===== DATA SECTION

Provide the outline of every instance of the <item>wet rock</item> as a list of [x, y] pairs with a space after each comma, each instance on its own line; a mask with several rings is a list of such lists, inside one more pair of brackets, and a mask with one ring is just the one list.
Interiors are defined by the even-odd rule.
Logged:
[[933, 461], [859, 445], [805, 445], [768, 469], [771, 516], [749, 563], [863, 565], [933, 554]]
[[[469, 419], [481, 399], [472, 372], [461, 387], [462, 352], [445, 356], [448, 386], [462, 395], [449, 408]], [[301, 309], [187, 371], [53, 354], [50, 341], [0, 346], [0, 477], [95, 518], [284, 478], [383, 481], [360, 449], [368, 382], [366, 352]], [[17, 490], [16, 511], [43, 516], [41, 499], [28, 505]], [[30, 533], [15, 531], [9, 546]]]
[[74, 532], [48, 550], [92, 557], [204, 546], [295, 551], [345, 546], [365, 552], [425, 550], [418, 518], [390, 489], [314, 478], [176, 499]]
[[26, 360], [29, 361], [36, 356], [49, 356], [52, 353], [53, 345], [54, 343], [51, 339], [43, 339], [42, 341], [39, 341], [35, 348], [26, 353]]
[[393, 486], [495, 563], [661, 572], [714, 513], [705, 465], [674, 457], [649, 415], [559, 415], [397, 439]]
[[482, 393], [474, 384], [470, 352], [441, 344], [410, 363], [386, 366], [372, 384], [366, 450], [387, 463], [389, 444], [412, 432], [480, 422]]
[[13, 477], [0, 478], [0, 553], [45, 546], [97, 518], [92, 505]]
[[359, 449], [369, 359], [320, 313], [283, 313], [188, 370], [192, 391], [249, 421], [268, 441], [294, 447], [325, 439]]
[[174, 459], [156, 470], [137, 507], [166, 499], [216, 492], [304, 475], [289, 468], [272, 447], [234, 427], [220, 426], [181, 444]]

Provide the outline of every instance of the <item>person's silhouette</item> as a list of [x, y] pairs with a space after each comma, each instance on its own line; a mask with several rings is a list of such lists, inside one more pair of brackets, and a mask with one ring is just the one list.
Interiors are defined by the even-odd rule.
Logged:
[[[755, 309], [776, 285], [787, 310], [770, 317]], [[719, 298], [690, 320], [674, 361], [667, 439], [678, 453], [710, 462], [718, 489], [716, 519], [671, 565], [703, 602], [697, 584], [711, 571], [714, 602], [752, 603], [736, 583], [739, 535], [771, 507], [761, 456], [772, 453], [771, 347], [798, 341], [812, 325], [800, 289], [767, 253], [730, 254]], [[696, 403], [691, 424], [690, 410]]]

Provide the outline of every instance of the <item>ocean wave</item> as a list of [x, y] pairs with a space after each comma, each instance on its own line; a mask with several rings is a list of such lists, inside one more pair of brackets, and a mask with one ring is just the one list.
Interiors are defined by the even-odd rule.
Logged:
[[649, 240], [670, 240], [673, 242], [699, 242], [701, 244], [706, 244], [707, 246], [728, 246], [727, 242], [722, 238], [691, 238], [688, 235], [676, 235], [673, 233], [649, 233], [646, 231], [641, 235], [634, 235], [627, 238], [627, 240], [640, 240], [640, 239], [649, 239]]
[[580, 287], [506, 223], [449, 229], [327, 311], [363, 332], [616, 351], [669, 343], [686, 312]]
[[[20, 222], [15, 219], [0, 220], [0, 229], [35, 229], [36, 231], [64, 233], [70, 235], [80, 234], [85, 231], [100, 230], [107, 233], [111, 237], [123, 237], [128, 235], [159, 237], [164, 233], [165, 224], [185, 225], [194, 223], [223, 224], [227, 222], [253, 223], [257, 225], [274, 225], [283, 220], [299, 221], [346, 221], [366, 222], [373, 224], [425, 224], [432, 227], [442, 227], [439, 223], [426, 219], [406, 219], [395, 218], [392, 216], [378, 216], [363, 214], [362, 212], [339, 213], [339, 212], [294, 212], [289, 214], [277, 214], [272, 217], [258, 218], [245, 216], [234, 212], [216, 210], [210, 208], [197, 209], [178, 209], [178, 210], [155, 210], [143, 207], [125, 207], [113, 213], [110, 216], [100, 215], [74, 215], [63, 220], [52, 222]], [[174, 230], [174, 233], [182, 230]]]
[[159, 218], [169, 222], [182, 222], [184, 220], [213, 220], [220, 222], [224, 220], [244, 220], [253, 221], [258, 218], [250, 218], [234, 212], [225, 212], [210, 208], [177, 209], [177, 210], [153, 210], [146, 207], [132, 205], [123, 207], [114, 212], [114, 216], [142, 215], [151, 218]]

==========

◆ **WHAT THE TASK ASKS**
Lay out each line of the records above as a Markdown table with the columns Row and Line, numbering the rows and leaving out blank lines.

◆ **PROBLEM SOLUTION**
| Row | Line |
|---|---|
| 1 | Provide the outline of every instance of the <item>wet rock</item> as a list of [x, y] pairs with a space after each comma, each instance on its own line; a mask with several rings is a list of such lists, inside one more pair of brackets, and a mask with one ring is just the one list. |
| 2 | Interiors are defined by the even-odd rule. |
| 3 | Logged: |
| 4 | [[933, 461], [859, 445], [805, 445], [768, 469], [771, 516], [749, 563], [863, 565], [933, 554]] |
| 5 | [[[469, 419], [481, 399], [472, 372], [461, 387], [462, 352], [445, 356], [448, 386], [462, 395], [449, 408]], [[301, 309], [187, 371], [53, 354], [50, 341], [0, 346], [0, 477], [95, 518], [284, 478], [383, 481], [360, 449], [368, 382], [366, 352]], [[17, 490], [16, 511], [43, 516], [41, 499], [28, 505]], [[30, 533], [15, 531], [9, 546]]] |
| 6 | [[74, 532], [48, 550], [92, 557], [204, 546], [295, 551], [345, 546], [365, 552], [425, 550], [418, 518], [390, 489], [314, 478], [176, 499]] |
| 7 | [[26, 360], [29, 361], [36, 356], [49, 356], [52, 353], [53, 345], [54, 343], [51, 339], [43, 339], [42, 341], [39, 341], [35, 348], [26, 353]] |
| 8 | [[393, 486], [495, 563], [661, 572], [714, 513], [705, 465], [674, 457], [649, 415], [559, 415], [397, 439]] |
| 9 | [[482, 393], [474, 384], [470, 352], [441, 344], [410, 363], [386, 366], [372, 384], [366, 450], [387, 463], [389, 444], [412, 432], [480, 422]] |
| 10 | [[13, 477], [0, 478], [0, 553], [45, 546], [97, 518], [92, 505]] |
| 11 | [[359, 449], [369, 359], [320, 313], [283, 313], [188, 370], [192, 391], [249, 421], [268, 441], [294, 447], [325, 439]] |
| 12 | [[174, 459], [156, 470], [137, 507], [166, 499], [216, 492], [304, 475], [289, 468], [272, 447], [234, 427], [220, 426], [181, 444]] |
| 13 | Provide the outline of every instance of the <item>person's silhouette</item> as a list of [x, y] pairs with a space after each comma, each instance on its own line; a mask with several rings is a list of such lists, inside one more pair of brackets, and a mask with one ring is just the one list. |
| 14 | Interiors are defined by the even-odd rule. |
| 15 | Logged: |
| 16 | [[[755, 309], [776, 285], [787, 310], [770, 317]], [[719, 298], [690, 320], [674, 361], [667, 439], [678, 453], [710, 462], [718, 489], [716, 519], [671, 565], [703, 602], [697, 584], [711, 571], [714, 602], [752, 603], [736, 583], [739, 535], [771, 507], [761, 456], [772, 453], [771, 347], [798, 341], [812, 325], [800, 289], [767, 253], [730, 254]], [[696, 403], [691, 424], [690, 410]]] |
| 17 | Provide the outline of every instance of the <item>ocean wave</item> as a list of [x, y] pairs with a space after each comma, each instance on its own line; a mask with several rings is a list of such lists, inside one more pair of brackets, and a mask with one ring is just the one list. |
| 18 | Interiors are defined by the even-odd rule. |
| 19 | Logged: |
| 20 | [[649, 240], [670, 240], [673, 242], [699, 242], [701, 244], [706, 244], [707, 246], [728, 246], [727, 242], [722, 238], [691, 238], [688, 235], [676, 235], [673, 233], [649, 233], [646, 231], [641, 235], [634, 235], [627, 238], [627, 240], [640, 240], [640, 239], [649, 239]] |
| 21 | [[580, 287], [506, 223], [449, 229], [327, 311], [363, 332], [616, 351], [669, 343], [686, 312]] |
| 22 | [[[20, 222], [15, 219], [0, 220], [0, 229], [35, 229], [36, 231], [64, 233], [70, 235], [80, 234], [85, 231], [100, 230], [107, 233], [111, 237], [123, 237], [128, 235], [159, 237], [164, 233], [165, 224], [185, 225], [194, 223], [223, 224], [227, 222], [253, 223], [257, 225], [274, 225], [283, 220], [299, 221], [346, 221], [366, 222], [373, 224], [425, 224], [432, 227], [442, 227], [439, 223], [426, 219], [406, 219], [395, 218], [392, 216], [378, 216], [363, 214], [362, 212], [339, 213], [339, 212], [294, 212], [289, 214], [277, 214], [272, 217], [258, 218], [245, 216], [234, 212], [216, 210], [210, 208], [197, 209], [178, 209], [178, 210], [155, 210], [143, 207], [125, 207], [113, 213], [110, 216], [100, 215], [74, 215], [63, 220], [52, 222]], [[174, 230], [174, 233], [182, 230]]] |
| 23 | [[159, 218], [169, 222], [182, 222], [184, 220], [213, 220], [220, 222], [224, 220], [244, 220], [253, 221], [258, 218], [250, 218], [234, 212], [225, 212], [210, 208], [177, 209], [177, 210], [153, 210], [146, 207], [132, 205], [123, 207], [114, 212], [114, 216], [142, 215], [151, 218]] |